— BEGIN —

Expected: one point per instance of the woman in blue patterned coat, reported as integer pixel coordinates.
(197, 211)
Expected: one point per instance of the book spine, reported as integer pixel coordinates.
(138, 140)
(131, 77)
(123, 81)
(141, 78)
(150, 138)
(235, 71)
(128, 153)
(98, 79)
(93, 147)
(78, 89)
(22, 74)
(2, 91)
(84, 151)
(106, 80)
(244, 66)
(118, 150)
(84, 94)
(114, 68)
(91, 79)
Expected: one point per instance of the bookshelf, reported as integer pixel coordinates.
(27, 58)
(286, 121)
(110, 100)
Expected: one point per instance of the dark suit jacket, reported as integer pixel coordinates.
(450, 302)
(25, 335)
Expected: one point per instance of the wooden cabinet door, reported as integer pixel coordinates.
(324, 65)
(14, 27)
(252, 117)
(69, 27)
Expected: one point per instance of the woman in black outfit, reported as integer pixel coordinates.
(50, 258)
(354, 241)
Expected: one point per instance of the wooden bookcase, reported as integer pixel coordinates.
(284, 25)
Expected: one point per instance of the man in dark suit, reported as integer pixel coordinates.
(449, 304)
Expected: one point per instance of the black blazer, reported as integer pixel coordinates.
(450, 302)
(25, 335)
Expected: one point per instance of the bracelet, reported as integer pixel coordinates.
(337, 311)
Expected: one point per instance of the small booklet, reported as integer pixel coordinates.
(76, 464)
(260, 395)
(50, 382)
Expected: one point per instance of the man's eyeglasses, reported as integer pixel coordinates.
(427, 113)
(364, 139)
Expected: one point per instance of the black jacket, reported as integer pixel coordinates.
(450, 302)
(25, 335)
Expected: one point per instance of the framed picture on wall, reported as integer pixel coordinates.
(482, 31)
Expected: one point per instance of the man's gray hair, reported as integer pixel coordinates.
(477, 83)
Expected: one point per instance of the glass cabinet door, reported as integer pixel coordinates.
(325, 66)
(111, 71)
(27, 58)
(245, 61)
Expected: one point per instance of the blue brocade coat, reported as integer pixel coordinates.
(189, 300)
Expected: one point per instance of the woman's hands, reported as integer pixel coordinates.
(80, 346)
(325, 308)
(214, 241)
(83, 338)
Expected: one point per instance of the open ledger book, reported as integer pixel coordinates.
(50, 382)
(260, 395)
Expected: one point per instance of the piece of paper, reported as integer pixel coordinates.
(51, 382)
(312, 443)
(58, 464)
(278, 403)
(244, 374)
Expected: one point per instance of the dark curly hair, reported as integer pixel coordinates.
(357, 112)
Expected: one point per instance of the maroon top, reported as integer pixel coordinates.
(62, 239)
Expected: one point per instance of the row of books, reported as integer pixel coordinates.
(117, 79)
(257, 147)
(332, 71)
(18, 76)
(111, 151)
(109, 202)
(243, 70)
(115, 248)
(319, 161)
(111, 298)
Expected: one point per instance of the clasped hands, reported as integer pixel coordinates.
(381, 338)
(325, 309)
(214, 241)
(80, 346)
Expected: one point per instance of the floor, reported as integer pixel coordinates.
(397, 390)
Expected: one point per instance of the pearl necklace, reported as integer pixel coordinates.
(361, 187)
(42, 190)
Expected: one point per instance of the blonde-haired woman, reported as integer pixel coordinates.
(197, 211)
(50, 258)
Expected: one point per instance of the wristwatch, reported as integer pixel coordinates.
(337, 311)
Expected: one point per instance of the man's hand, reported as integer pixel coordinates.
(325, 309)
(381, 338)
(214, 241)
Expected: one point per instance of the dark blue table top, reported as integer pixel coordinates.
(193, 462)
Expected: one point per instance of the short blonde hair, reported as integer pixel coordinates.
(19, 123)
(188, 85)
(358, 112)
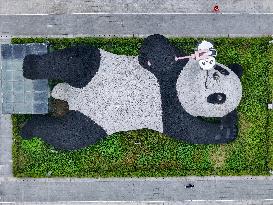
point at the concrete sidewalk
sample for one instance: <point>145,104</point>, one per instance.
<point>11,7</point>
<point>134,189</point>
<point>195,25</point>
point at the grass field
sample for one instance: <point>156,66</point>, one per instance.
<point>148,153</point>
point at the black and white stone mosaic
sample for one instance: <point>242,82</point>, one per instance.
<point>108,93</point>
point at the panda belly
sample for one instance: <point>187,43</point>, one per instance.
<point>122,96</point>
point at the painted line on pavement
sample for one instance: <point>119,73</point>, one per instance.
<point>135,13</point>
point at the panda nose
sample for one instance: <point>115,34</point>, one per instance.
<point>217,98</point>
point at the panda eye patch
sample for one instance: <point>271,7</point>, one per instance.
<point>216,76</point>
<point>221,70</point>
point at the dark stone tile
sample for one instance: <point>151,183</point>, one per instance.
<point>19,97</point>
<point>6,51</point>
<point>18,75</point>
<point>19,108</point>
<point>7,86</point>
<point>19,51</point>
<point>40,108</point>
<point>41,97</point>
<point>7,75</point>
<point>18,86</point>
<point>7,97</point>
<point>40,85</point>
<point>36,49</point>
<point>28,108</point>
<point>29,97</point>
<point>28,85</point>
<point>7,108</point>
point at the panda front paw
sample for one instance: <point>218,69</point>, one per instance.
<point>229,126</point>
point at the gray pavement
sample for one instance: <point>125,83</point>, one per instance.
<point>134,189</point>
<point>213,25</point>
<point>132,6</point>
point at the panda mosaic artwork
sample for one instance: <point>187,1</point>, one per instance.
<point>158,90</point>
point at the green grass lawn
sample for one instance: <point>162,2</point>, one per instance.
<point>148,153</point>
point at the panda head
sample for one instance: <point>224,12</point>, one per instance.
<point>209,93</point>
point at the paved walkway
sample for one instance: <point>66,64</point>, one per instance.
<point>137,24</point>
<point>133,189</point>
<point>5,134</point>
<point>133,6</point>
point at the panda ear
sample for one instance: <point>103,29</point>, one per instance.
<point>237,69</point>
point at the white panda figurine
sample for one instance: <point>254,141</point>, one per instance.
<point>109,93</point>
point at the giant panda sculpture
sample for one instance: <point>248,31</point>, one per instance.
<point>108,93</point>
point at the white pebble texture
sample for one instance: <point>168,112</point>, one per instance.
<point>122,95</point>
<point>194,85</point>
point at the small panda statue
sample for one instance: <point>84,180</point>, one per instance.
<point>109,93</point>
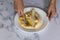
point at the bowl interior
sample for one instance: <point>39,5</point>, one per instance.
<point>42,15</point>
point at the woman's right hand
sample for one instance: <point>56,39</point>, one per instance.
<point>19,7</point>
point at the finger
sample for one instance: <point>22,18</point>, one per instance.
<point>22,13</point>
<point>49,12</point>
<point>51,16</point>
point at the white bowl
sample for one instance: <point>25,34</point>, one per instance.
<point>40,12</point>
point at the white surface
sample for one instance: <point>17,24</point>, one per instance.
<point>52,32</point>
<point>42,14</point>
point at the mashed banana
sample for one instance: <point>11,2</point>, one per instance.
<point>33,23</point>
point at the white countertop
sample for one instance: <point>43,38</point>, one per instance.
<point>7,32</point>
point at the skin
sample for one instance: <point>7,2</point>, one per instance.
<point>19,6</point>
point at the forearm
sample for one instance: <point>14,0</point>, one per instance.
<point>53,2</point>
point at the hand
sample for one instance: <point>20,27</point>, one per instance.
<point>51,11</point>
<point>18,6</point>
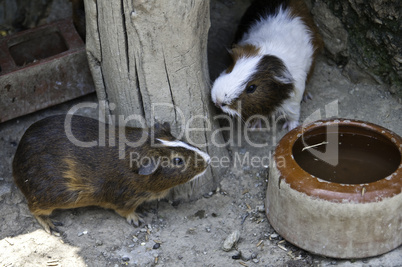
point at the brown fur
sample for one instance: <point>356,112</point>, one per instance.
<point>243,51</point>
<point>300,9</point>
<point>268,88</point>
<point>53,173</point>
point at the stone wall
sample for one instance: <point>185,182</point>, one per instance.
<point>364,37</point>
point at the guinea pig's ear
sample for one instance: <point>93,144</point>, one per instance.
<point>162,127</point>
<point>166,126</point>
<point>149,167</point>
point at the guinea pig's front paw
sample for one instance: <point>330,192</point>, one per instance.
<point>307,96</point>
<point>134,219</point>
<point>290,125</point>
<point>48,225</point>
<point>255,125</point>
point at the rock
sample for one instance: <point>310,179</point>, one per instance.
<point>334,35</point>
<point>369,34</point>
<point>231,240</point>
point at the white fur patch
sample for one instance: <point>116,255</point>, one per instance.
<point>228,86</point>
<point>283,36</point>
<point>287,38</point>
<point>177,143</point>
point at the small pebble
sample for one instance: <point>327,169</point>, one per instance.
<point>260,208</point>
<point>237,256</point>
<point>231,240</point>
<point>274,236</point>
<point>83,233</point>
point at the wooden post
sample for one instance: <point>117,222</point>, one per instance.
<point>149,58</point>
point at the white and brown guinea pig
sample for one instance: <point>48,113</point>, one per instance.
<point>272,58</point>
<point>54,173</point>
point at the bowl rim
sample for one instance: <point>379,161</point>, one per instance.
<point>302,181</point>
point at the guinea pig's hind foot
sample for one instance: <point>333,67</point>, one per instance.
<point>290,125</point>
<point>48,225</point>
<point>307,96</point>
<point>132,217</point>
<point>255,125</point>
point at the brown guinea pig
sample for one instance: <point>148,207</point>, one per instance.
<point>275,48</point>
<point>64,163</point>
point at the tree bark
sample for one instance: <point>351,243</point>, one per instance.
<point>149,58</point>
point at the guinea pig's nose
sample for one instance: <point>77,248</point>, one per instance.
<point>219,104</point>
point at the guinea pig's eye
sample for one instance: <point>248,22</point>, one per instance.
<point>251,89</point>
<point>178,161</point>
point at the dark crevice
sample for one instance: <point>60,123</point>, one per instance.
<point>170,87</point>
<point>140,100</point>
<point>125,36</point>
<point>98,61</point>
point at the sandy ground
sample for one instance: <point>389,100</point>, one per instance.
<point>190,234</point>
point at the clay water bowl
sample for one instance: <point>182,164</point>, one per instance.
<point>335,189</point>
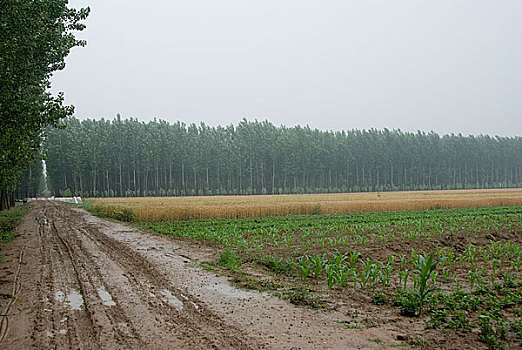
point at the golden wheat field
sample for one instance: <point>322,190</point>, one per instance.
<point>232,207</point>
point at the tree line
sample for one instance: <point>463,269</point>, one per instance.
<point>126,157</point>
<point>35,38</point>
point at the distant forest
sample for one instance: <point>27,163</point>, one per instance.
<point>94,158</point>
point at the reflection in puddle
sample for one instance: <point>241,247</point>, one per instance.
<point>74,300</point>
<point>59,296</point>
<point>105,297</point>
<point>172,299</point>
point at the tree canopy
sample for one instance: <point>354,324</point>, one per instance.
<point>133,158</point>
<point>35,38</point>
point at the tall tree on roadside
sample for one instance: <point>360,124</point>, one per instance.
<point>35,38</point>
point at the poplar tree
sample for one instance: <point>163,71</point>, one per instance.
<point>35,38</point>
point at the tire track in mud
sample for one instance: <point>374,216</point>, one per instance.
<point>92,287</point>
<point>87,283</point>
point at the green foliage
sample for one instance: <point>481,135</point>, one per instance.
<point>229,260</point>
<point>9,219</point>
<point>379,299</point>
<point>256,157</point>
<point>493,331</point>
<point>278,265</point>
<point>36,37</point>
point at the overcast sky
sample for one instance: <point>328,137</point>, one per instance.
<point>447,65</point>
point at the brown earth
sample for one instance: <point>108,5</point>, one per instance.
<point>74,281</point>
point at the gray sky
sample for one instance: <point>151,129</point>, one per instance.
<point>445,65</point>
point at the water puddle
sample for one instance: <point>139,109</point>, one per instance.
<point>59,296</point>
<point>105,297</point>
<point>172,299</point>
<point>74,300</point>
<point>225,290</point>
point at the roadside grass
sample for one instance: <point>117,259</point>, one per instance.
<point>9,220</point>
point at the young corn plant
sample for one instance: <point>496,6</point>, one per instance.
<point>318,263</point>
<point>304,266</point>
<point>424,270</point>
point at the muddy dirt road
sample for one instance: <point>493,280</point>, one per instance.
<point>73,281</point>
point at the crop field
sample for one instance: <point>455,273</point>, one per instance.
<point>454,273</point>
<point>234,207</point>
<point>446,278</point>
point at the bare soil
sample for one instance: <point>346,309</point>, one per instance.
<point>74,281</point>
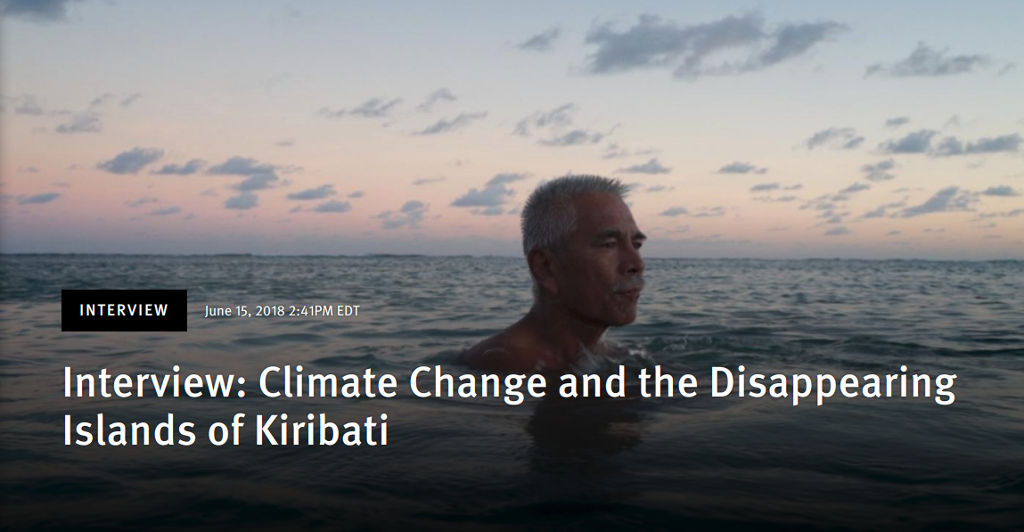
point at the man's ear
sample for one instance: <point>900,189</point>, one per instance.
<point>543,266</point>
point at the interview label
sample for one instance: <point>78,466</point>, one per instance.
<point>146,310</point>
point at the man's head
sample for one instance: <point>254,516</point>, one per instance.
<point>584,249</point>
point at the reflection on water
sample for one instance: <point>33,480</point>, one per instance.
<point>550,462</point>
<point>581,436</point>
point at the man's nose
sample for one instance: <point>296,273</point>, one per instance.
<point>633,262</point>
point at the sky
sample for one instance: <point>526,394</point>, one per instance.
<point>780,130</point>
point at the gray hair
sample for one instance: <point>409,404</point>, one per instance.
<point>549,217</point>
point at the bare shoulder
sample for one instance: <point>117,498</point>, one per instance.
<point>508,351</point>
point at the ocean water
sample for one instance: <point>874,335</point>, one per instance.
<point>566,463</point>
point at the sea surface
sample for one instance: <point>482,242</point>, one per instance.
<point>566,463</point>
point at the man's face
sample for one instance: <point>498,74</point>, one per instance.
<point>599,273</point>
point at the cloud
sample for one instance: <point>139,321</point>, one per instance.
<point>243,202</point>
<point>879,171</point>
<point>837,138</point>
<point>132,161</point>
<point>333,206</point>
<point>141,201</point>
<point>674,211</point>
<point>925,60</point>
<point>740,168</point>
<point>921,142</point>
<point>129,99</point>
<point>491,211</point>
<point>241,166</point>
<point>542,41</point>
<point>256,182</point>
<point>573,138</point>
<point>167,211</point>
<point>443,125</point>
<point>313,193</point>
<point>1004,191</point>
<point>650,167</point>
<point>99,100</point>
<point>36,10</point>
<point>837,231</point>
<point>188,168</point>
<point>27,104</point>
<point>489,195</point>
<point>947,200</point>
<point>710,212</point>
<point>556,118</point>
<point>916,142</point>
<point>258,177</point>
<point>38,198</point>
<point>440,94</point>
<point>897,122</point>
<point>492,196</point>
<point>506,178</point>
<point>614,151</point>
<point>410,215</point>
<point>82,123</point>
<point>856,187</point>
<point>780,200</point>
<point>882,211</point>
<point>373,107</point>
<point>953,146</point>
<point>691,49</point>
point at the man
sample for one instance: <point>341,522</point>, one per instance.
<point>583,249</point>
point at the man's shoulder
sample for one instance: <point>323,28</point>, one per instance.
<point>509,351</point>
<point>495,353</point>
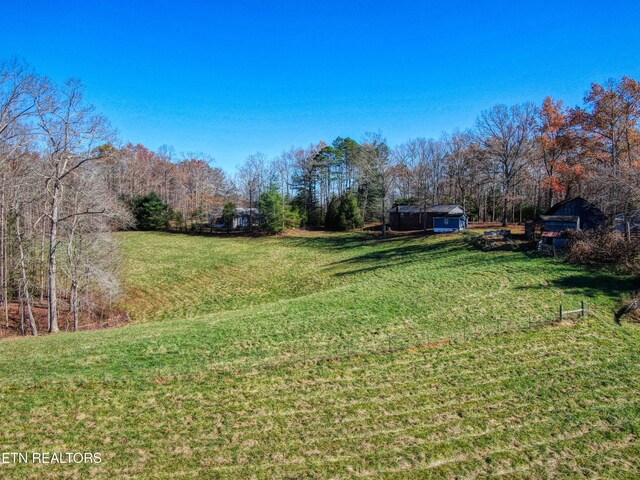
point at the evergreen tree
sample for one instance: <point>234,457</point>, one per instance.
<point>150,212</point>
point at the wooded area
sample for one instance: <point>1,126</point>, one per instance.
<point>66,183</point>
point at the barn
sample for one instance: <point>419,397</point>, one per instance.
<point>573,214</point>
<point>445,218</point>
<point>406,217</point>
<point>440,218</point>
<point>242,219</point>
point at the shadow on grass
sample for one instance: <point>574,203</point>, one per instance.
<point>373,252</point>
<point>593,283</point>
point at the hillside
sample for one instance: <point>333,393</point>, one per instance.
<point>330,355</point>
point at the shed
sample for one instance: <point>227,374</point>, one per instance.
<point>406,217</point>
<point>573,214</point>
<point>453,223</point>
<point>628,222</point>
<point>243,218</point>
<point>590,216</point>
<point>442,212</point>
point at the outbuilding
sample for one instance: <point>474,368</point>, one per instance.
<point>242,219</point>
<point>406,217</point>
<point>446,218</point>
<point>568,215</point>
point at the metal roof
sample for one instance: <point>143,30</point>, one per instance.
<point>560,218</point>
<point>406,209</point>
<point>447,209</point>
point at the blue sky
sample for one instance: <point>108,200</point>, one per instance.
<point>234,77</point>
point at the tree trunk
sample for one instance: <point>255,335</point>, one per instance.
<point>26,298</point>
<point>4,276</point>
<point>504,209</point>
<point>53,293</point>
<point>74,303</point>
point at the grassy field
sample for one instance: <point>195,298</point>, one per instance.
<point>327,355</point>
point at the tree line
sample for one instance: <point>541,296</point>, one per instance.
<point>66,183</point>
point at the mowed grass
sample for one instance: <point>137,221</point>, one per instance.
<point>269,358</point>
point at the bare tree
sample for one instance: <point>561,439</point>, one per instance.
<point>70,132</point>
<point>507,137</point>
<point>379,168</point>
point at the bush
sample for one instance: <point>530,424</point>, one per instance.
<point>275,214</point>
<point>343,213</point>
<point>604,247</point>
<point>150,212</point>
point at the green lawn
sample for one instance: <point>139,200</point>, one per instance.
<point>323,355</point>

— END —

▶ Stated problem: Rewrite the rows between the line holding "point at the white and brown guinea pig" and the line holding "<point>190,234</point>", inclusive, with every "guinea pig" changed to "cavy" and nothing else altered.

▶ Exercise result:
point at the white and brown cavy
sample for one instance: <point>48,113</point>, one per instance.
<point>272,58</point>
<point>54,173</point>
point at the bowl rim
sample for one instance: <point>379,161</point>, one per instance.
<point>302,181</point>
point at the cavy's hind foot
sample for one instance: <point>333,67</point>, one per instance.
<point>290,125</point>
<point>48,225</point>
<point>307,96</point>
<point>132,217</point>
<point>255,125</point>
point at the brown cavy
sample for one instance: <point>148,207</point>, one per instance.
<point>275,48</point>
<point>64,163</point>
point at the tree bark
sample for one instance: <point>351,243</point>, one per instance.
<point>149,58</point>
point at the cavy's nose
sample for one instance: <point>77,248</point>, one per instance.
<point>219,104</point>
point at the cavy's eye
sample for one instance: <point>248,22</point>, one per instance.
<point>251,89</point>
<point>178,161</point>
point at the dark crevice
sample for one instance: <point>60,123</point>, one per instance.
<point>170,87</point>
<point>140,100</point>
<point>125,36</point>
<point>98,61</point>
point at the sandy ground
sample for one instance: <point>389,100</point>, one per instance.
<point>190,234</point>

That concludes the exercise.